## EXERCISE OBJECTIVE
Pictures do not belong in your copy. Repeat all the other data exactly.

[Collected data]
········

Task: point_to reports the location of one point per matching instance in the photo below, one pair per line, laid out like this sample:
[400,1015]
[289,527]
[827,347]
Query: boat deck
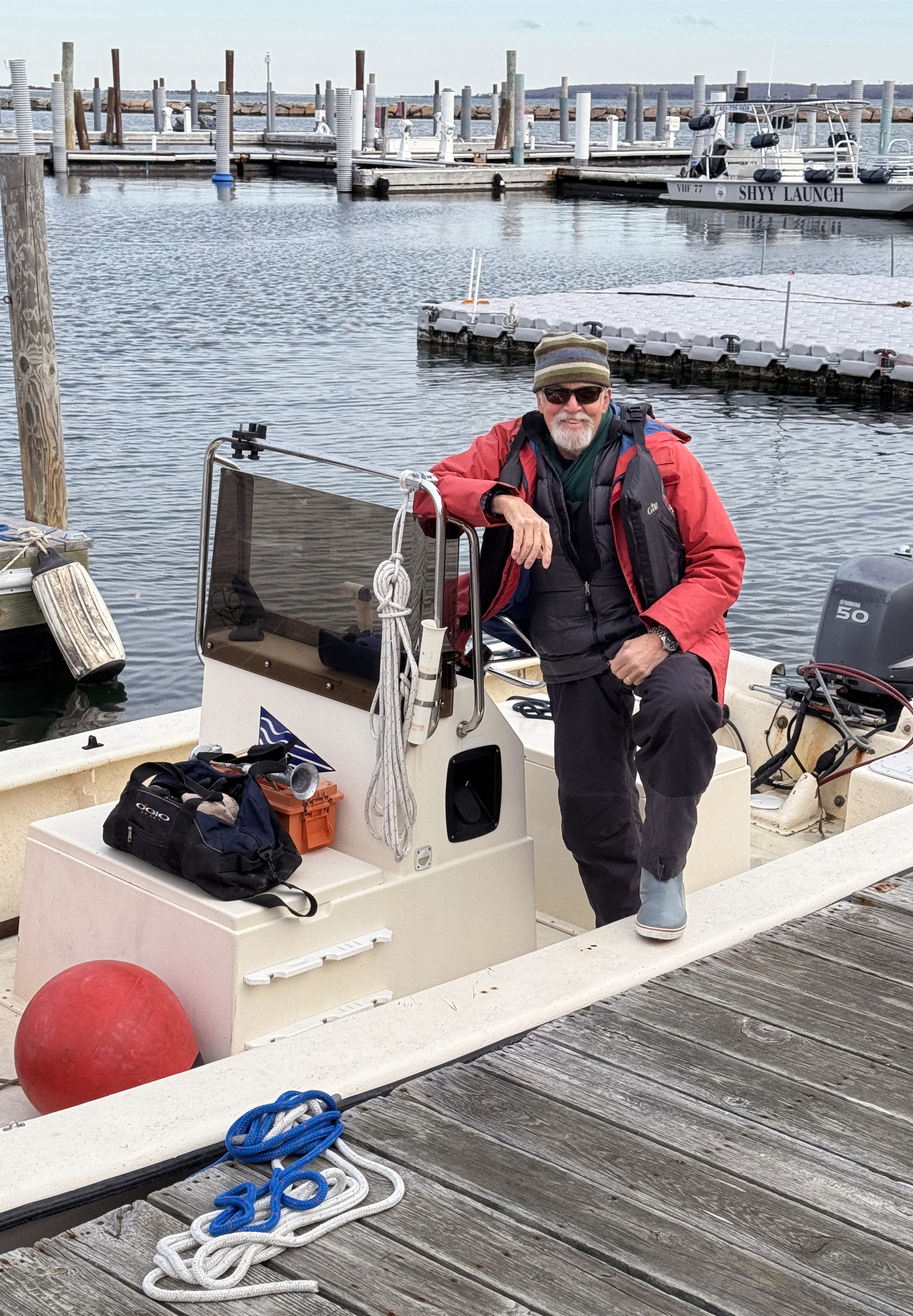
[730,1138]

········

## SOLUTION BELOW
Task: point_to reports the location of one point per matching instance in the photo below, one pair per line, laid out like this sample:
[400,1015]
[289,527]
[827,347]
Query: boat deck
[730,1138]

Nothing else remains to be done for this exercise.